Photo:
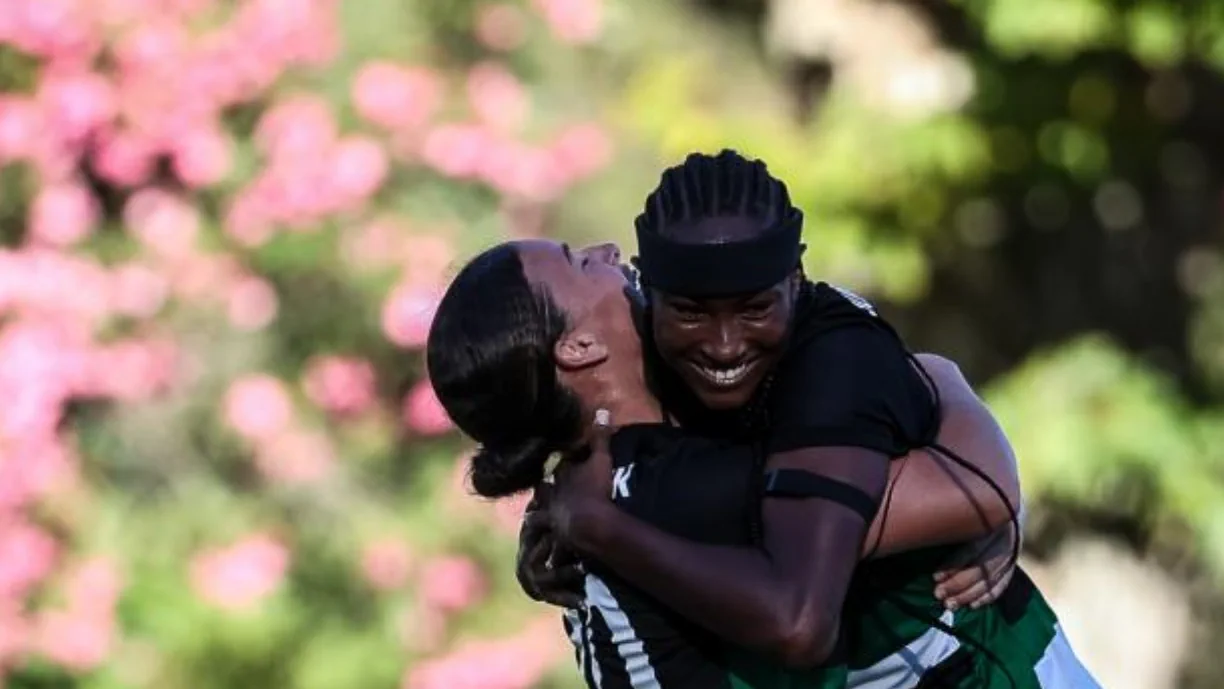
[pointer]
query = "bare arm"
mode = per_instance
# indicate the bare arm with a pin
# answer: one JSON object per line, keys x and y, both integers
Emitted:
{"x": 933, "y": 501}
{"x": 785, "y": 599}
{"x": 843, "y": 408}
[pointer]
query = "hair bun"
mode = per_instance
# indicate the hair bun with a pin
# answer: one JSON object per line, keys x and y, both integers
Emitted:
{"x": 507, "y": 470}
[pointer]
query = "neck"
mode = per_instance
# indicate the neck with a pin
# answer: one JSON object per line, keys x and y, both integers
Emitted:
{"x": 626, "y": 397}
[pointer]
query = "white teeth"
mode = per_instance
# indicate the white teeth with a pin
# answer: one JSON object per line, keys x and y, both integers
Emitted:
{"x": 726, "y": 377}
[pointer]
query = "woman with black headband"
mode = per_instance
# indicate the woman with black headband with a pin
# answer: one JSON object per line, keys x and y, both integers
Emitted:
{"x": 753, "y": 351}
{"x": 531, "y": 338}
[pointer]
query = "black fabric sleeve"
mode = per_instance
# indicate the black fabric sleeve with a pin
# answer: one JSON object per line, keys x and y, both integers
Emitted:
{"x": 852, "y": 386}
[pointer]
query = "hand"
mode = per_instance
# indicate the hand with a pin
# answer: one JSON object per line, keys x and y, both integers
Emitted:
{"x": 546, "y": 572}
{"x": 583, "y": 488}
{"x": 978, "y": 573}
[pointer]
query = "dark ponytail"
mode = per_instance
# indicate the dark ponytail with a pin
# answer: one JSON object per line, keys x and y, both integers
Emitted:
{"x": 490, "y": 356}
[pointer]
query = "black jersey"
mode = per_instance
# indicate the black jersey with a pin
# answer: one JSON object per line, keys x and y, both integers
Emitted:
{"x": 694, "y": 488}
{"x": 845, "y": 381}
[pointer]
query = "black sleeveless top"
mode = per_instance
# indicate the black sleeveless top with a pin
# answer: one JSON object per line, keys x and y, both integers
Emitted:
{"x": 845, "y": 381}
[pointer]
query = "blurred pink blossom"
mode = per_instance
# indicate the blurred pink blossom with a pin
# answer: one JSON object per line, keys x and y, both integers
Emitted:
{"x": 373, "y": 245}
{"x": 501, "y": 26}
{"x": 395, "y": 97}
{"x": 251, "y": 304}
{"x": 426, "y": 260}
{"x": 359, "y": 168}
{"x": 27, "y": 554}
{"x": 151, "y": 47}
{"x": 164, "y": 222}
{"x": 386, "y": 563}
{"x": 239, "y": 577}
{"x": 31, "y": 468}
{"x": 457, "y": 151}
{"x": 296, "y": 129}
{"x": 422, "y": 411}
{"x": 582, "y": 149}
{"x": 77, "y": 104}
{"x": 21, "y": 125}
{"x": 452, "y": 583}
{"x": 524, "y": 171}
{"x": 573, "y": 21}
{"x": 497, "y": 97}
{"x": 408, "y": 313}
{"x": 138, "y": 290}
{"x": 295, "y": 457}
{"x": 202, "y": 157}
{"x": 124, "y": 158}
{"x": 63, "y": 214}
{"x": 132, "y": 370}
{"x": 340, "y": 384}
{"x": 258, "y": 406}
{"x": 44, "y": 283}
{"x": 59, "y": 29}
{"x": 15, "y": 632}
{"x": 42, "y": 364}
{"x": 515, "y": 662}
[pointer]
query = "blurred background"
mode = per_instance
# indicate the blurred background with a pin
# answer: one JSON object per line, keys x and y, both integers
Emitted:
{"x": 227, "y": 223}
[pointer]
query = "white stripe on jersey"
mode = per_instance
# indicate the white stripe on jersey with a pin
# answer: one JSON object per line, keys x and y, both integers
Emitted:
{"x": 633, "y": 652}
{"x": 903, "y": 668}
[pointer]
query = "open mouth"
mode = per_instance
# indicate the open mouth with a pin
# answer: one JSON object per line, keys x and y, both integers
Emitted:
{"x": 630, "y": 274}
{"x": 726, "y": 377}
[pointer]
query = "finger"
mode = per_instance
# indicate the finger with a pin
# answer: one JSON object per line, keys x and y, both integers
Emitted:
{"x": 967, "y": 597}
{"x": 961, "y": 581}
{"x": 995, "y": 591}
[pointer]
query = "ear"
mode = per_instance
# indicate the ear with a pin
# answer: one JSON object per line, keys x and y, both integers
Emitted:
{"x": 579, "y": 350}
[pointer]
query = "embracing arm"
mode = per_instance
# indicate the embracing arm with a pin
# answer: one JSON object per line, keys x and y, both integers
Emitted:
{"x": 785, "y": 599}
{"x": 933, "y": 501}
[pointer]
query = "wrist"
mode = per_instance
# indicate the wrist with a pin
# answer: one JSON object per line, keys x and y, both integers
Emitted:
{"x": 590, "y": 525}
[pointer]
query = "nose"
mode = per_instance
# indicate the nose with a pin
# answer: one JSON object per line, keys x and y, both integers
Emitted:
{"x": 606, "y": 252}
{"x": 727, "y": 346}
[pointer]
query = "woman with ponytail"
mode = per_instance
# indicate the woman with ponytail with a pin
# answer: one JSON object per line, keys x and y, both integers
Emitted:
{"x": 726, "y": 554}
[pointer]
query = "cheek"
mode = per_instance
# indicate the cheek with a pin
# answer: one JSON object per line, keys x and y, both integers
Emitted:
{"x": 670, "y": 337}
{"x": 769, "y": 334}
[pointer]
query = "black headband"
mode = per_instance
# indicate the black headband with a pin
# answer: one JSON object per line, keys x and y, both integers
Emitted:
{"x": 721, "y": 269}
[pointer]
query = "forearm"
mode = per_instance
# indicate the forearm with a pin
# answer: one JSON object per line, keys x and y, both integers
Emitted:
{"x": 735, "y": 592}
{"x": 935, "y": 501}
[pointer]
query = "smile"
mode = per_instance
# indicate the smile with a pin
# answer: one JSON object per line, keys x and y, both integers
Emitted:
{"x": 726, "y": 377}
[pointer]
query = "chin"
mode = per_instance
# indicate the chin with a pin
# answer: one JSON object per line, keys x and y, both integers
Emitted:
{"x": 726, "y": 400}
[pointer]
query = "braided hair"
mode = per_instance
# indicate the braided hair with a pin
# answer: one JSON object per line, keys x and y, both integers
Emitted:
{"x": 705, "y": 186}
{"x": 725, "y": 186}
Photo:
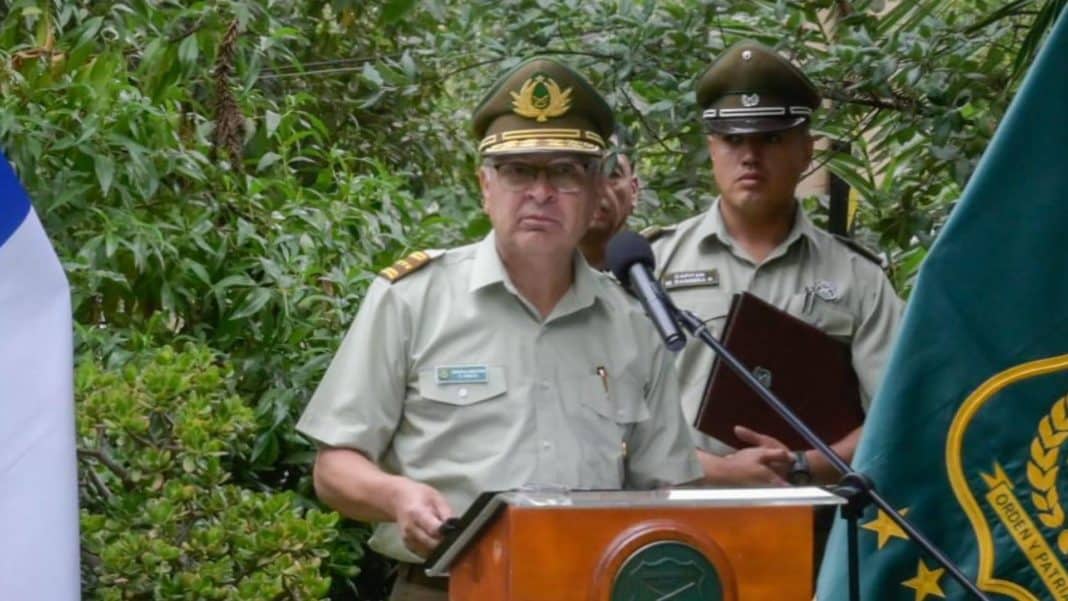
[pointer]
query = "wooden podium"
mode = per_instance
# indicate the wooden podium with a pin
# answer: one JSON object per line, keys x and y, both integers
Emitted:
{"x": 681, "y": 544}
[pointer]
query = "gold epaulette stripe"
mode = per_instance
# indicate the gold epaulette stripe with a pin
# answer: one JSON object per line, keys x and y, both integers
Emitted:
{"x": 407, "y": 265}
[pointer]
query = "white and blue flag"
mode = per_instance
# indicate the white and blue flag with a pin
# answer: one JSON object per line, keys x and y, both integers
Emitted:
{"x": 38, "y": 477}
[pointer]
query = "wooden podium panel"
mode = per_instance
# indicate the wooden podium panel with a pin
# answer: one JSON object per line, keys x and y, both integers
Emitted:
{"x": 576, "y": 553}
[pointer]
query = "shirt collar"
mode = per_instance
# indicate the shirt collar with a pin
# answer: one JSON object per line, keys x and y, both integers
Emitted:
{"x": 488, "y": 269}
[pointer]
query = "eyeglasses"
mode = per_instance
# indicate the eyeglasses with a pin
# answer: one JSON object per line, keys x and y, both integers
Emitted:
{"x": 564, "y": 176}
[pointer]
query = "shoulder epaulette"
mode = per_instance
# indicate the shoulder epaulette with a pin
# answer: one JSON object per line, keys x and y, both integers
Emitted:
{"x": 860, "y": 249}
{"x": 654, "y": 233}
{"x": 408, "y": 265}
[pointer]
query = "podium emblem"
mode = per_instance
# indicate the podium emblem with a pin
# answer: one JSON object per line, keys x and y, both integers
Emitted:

■ **STATED TASK**
Tally the lines of the material above that contain the string "hair", treating uppercase and lowercase as different. Reply with the number alone.

■ **RESPONSE TO THE EXERCISE**
4